◆ Consigne ◆
Poursuivez les commentaires sur la subvention contestée d'un album de hip-hop québécois, en reprenant après leur dernière phrase.

***** Texte extrait *****

Juste pour vous aviser que notre cher James Moore est en train de gagner car la subvention accepté pour son album qui devait sortir en septembre est en train d’être remis en question….dommage car c’est une perte pour le hip-hop Qébecois. Manu etait un vrai poète de cette art.
Mademoiselle Hip
On reproche souvent aux artistes d’être hermétiques. Le langage artistique qu’ils approfondissent oblige les adeptes à un minimum d’effort pour accéder au propos de l’œuvre. Cela a au moins l’avantage de ne pas tomber aux mains des idiots. Mais hélas, c’est moins pratique pour décrocher des subventions !
J’abondes dans le même sens que votre chronique,d’un point de vue cinématographique c’est d’un réalisme saisissant mais malheureusement des situations comme celle ci il en existe des multiples exemples quotidiennement de par le monde et de censuré la création d’un artiste est tout simplement navrant pour la libre expression et moi en ce qui a trait à la subvention financé une création est pas mal mieux que de financé un chasseur à réaction pour la destruction.
Il est toujours réjouissant de voir un «progressiste» comme Simon Jodoin fustiger l’affreux conservatisme du gouvernement Harper, tout en prenant fait et cause pour la droite religieuse musulmane dans ce qu’elle peut avoir de plus réactionnaire, intolérant, puritain, misogyne, homophobe et liberticide, à savoir les talibans afghans. Vous avez dit «islamo-gauchisme»?

***** Entrées présentées *****

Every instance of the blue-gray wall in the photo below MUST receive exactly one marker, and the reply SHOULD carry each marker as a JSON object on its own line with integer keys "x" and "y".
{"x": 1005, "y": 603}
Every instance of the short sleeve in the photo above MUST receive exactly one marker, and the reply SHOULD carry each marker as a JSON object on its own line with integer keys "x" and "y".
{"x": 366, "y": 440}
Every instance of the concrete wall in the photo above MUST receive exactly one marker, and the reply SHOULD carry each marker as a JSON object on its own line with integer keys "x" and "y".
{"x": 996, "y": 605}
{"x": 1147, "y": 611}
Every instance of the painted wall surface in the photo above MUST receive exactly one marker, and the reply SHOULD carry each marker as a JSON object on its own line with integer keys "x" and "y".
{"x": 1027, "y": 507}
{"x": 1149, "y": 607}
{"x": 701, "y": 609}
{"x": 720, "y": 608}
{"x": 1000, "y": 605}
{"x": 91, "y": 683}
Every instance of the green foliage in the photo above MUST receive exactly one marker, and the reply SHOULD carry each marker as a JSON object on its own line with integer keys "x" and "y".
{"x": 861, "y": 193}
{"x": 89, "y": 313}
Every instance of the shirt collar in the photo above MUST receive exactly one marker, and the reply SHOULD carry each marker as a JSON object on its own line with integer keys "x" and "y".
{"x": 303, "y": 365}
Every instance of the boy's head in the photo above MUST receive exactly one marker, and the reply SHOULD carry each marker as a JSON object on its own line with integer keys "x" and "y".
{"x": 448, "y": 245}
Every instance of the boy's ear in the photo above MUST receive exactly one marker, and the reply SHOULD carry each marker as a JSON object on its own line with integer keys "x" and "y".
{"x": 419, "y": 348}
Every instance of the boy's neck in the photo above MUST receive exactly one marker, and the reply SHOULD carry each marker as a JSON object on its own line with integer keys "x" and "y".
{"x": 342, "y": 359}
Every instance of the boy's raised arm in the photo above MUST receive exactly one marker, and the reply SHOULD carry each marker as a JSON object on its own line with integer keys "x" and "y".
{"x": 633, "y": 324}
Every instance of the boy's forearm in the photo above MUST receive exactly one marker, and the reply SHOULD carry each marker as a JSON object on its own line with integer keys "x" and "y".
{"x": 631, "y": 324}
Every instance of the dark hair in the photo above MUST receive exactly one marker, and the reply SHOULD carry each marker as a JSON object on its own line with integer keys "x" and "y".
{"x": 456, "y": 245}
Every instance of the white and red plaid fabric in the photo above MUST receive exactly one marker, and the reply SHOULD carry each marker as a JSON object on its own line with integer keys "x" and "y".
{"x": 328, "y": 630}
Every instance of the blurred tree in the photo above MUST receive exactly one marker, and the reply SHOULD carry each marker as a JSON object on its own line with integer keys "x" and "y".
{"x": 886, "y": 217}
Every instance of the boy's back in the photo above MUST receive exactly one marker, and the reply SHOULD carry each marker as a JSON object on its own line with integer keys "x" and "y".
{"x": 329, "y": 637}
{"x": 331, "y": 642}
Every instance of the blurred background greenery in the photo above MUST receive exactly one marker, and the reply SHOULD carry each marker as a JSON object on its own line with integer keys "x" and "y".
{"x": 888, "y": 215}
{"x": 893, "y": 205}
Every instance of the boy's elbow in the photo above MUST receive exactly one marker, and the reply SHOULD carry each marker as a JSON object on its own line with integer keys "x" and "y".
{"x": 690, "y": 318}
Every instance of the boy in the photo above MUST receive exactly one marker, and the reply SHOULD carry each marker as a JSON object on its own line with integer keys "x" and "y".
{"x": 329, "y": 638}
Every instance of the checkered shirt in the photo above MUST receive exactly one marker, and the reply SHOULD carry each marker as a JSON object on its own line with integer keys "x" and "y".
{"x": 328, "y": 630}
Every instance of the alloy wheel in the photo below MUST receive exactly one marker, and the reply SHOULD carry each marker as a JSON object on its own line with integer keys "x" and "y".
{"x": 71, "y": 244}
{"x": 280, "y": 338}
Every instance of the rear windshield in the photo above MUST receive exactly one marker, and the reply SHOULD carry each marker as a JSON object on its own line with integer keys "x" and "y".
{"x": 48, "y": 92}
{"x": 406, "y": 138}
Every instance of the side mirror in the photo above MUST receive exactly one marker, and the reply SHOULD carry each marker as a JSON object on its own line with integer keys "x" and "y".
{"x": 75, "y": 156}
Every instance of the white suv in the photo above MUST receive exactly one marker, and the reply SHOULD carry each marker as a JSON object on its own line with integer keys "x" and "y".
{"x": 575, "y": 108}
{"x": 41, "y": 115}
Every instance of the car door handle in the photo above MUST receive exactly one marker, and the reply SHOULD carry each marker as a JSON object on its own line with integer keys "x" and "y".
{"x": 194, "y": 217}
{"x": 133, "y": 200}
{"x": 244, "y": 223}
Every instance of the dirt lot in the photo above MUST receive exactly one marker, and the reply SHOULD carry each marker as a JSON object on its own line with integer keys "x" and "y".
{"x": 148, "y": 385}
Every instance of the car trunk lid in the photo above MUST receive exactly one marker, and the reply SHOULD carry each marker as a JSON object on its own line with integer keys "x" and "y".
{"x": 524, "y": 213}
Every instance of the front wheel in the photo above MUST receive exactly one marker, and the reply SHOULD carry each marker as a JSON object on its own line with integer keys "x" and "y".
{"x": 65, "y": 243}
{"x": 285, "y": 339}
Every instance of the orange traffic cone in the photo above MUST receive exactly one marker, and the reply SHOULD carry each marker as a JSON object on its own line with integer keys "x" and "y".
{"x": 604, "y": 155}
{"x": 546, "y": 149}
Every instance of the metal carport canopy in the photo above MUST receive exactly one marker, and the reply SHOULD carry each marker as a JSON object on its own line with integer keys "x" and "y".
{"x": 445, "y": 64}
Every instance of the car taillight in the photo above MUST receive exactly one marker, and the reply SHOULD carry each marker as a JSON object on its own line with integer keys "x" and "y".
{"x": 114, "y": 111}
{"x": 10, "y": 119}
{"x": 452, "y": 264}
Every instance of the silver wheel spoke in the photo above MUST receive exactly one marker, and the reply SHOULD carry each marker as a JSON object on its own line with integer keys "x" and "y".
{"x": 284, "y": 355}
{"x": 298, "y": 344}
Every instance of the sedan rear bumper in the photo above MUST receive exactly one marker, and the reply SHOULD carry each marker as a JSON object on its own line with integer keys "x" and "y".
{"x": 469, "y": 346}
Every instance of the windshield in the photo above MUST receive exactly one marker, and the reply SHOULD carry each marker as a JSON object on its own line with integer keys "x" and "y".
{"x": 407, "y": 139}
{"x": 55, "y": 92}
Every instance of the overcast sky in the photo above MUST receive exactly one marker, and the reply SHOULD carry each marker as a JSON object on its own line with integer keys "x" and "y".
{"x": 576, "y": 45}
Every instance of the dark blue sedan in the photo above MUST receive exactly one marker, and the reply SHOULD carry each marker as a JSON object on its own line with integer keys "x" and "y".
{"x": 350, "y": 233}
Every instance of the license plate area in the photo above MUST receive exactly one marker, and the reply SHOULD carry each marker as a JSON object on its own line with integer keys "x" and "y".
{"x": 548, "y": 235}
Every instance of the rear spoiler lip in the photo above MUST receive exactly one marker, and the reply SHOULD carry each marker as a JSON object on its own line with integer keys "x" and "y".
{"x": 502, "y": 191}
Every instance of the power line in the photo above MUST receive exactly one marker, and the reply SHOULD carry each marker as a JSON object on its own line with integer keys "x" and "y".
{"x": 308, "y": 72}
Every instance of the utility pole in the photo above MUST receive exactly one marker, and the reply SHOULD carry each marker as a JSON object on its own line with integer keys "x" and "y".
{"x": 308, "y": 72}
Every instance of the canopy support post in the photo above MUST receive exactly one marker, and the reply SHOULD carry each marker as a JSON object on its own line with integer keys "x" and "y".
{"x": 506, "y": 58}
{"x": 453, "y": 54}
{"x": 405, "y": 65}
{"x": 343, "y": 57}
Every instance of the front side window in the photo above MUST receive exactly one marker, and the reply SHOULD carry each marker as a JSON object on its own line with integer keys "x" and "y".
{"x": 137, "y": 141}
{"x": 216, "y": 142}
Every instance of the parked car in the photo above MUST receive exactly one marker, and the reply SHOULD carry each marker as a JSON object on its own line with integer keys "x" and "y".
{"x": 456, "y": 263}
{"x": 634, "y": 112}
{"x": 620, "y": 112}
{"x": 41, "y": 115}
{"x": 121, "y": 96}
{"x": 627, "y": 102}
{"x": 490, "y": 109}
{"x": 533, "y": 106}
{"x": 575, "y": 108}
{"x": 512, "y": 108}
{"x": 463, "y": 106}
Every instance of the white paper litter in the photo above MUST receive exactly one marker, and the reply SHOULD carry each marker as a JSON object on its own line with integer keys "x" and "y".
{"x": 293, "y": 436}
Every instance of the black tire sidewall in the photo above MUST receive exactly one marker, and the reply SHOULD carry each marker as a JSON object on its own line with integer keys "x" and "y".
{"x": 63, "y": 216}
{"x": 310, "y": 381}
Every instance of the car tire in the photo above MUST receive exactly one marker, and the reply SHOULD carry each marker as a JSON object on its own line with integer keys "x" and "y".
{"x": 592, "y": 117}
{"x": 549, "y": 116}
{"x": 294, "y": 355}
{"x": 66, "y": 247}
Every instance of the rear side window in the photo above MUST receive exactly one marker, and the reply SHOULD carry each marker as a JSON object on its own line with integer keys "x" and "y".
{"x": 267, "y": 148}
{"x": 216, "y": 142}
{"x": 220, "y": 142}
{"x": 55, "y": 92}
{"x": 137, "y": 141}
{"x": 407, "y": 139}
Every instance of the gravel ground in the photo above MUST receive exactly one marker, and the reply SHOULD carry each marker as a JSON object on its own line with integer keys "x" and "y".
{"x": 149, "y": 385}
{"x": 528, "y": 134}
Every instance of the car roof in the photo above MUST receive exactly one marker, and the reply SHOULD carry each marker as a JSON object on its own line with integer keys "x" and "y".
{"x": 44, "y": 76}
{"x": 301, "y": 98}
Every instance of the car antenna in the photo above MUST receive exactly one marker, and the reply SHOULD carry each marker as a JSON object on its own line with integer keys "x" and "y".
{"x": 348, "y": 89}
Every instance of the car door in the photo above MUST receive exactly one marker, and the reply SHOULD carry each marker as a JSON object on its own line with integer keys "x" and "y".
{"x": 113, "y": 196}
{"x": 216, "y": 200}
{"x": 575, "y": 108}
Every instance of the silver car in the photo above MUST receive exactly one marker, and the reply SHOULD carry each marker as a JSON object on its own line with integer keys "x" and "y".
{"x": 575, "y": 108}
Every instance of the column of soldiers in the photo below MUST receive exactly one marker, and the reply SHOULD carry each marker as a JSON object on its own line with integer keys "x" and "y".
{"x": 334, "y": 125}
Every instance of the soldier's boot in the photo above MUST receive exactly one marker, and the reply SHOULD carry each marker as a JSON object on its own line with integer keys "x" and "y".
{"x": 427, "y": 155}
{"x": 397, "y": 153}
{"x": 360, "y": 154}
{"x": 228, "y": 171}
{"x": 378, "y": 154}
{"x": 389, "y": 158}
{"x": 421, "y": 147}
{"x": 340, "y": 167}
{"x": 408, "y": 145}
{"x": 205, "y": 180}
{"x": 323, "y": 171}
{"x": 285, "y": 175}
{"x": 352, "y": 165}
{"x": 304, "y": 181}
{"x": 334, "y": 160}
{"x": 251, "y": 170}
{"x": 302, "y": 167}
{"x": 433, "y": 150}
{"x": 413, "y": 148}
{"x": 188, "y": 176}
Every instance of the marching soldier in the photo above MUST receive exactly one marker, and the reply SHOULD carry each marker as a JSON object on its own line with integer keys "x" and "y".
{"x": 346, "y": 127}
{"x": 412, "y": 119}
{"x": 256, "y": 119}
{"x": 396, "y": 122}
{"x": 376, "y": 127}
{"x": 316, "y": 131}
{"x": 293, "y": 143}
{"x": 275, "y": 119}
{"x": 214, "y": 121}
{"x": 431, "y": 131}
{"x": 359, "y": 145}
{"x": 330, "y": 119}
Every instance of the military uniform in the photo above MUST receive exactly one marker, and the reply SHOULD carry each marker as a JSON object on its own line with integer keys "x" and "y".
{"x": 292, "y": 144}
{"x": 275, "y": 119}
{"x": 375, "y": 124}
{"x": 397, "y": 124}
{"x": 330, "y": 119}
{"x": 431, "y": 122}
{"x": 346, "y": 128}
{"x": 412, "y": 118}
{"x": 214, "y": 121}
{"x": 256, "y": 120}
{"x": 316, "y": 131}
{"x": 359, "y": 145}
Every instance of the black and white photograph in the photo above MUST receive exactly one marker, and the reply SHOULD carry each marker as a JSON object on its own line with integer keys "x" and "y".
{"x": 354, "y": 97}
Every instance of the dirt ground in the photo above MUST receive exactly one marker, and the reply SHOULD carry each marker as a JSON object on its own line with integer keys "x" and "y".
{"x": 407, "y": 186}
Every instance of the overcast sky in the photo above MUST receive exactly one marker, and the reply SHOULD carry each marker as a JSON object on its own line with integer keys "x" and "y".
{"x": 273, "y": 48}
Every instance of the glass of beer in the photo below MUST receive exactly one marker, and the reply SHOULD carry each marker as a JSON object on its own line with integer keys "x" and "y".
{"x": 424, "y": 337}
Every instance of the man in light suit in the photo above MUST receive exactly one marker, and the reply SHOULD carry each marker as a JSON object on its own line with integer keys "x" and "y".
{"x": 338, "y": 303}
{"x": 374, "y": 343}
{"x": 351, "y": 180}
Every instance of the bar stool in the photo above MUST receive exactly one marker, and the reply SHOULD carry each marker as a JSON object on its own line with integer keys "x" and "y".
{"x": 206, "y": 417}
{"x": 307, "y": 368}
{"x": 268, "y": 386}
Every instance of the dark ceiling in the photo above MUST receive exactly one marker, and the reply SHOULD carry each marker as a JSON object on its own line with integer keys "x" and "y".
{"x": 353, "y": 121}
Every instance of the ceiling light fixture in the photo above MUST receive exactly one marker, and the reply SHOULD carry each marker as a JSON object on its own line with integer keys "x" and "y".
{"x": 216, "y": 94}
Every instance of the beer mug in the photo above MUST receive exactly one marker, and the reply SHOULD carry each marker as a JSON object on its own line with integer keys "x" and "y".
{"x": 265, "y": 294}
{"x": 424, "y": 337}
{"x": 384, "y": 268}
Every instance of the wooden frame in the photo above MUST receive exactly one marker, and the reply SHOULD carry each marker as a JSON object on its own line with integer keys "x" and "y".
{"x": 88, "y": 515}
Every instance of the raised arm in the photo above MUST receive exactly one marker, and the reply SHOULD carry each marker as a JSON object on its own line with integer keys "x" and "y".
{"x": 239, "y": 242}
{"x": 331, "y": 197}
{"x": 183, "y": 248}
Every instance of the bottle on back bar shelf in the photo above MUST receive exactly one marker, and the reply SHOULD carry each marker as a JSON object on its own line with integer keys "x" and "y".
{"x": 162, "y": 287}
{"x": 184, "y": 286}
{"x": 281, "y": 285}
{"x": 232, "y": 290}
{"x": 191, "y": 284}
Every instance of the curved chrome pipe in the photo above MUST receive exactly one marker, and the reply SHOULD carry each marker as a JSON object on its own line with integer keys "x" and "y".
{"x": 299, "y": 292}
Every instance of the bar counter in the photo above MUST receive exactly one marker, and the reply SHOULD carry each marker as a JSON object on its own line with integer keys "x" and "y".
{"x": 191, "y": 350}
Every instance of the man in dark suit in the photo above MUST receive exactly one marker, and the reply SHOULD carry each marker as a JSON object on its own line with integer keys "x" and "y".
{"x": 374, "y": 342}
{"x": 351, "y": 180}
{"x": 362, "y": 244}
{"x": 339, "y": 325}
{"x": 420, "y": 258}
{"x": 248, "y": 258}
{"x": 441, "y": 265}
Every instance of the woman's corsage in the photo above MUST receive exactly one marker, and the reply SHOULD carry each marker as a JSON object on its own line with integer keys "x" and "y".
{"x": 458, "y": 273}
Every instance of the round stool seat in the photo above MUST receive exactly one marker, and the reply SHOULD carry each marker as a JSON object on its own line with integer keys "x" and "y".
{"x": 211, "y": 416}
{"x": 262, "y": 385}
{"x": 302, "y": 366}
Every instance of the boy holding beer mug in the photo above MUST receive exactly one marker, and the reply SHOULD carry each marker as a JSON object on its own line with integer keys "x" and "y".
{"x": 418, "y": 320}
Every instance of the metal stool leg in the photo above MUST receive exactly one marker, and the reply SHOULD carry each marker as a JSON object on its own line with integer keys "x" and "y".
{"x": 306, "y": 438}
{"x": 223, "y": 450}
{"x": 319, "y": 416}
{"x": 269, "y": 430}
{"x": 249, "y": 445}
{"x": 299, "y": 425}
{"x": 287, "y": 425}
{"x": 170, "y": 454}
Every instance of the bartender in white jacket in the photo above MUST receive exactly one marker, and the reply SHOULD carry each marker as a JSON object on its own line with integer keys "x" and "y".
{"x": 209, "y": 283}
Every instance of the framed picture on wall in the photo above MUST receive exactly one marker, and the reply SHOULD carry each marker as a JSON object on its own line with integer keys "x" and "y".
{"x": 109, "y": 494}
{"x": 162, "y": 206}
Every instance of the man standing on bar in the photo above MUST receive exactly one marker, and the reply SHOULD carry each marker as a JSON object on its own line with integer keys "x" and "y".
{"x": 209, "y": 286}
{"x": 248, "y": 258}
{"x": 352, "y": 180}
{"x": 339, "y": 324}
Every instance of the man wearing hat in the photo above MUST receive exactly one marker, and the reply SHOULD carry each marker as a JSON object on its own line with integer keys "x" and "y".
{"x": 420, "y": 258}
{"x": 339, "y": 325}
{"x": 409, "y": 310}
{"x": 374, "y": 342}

*****

◆ Réponse rédigée ◆
En ce qui concerne la rébellion pépère et la subversion subventionnée qui plaisent tant à M. Jodoin, Raymond Ruyer avait déjà dit l’essentiel sur le sujet dans son livre paru en 1969 «Éloge de la société de consommation» (son analyse concerne la France mais elle va comme un gant au Canada de 2012): «Il faut croire que quelque chose manquait à la France depuis cette séparation de l’Église et de l’État. Car elle se hâte aujourd’hui d’avoir une culture d’État, aux lieu et place d’une religion d’État. L’État ne reconnaît et ne subventionne aucun culte, mais il subventionne la culture. Il ne bâtit plus d’églises, mais il édifie des Maisons de la Culture. Et les nouveaux clercs, tournés vers le ministre de la Culture, trouvent qu’il n’en fait jamais assez. La culture est, en clair, un culte religieux, avec prêtres payés par l’État mais réclamant sur l’État tout pouvoir de le mépriser et de le dominer. […] On comprend aussi que la société globale qui subventionne, via l’État et son budget, des actes aussi élevés, en prélevant sur la consommation vulgaire des masses, ne peut prétendre par là avoir le moindre droit sur les créateurs de la culture. Pas plus que l’État, avant la séparation, ne pouvait prétendre surveiller le dogme et la liturgie simplement parce qu’il salariait les prêtres et les évêques. La Culture a des droits sur la société subventionnante, et celle-ci n’a pas plus de droits sur la culture que le pouvoir temporel sur le pouvoir spirituel. Si la culture déborde dans les actions révolutionnaires et dans les contestations terroristes, le gouvernement en place n’a qu’à s’incliner. Toute résistance est sacrilège, toute répression est un crime contre l’Esprit-Saint, un attentat contre les droits sacrés de l’Église culturelle. L’État, le pouvoir temporel, doit continuer à nourrir le pouvoir spirituel qui prêche sa destruction et le clergé qui l’excommunie.» (p. 151-152).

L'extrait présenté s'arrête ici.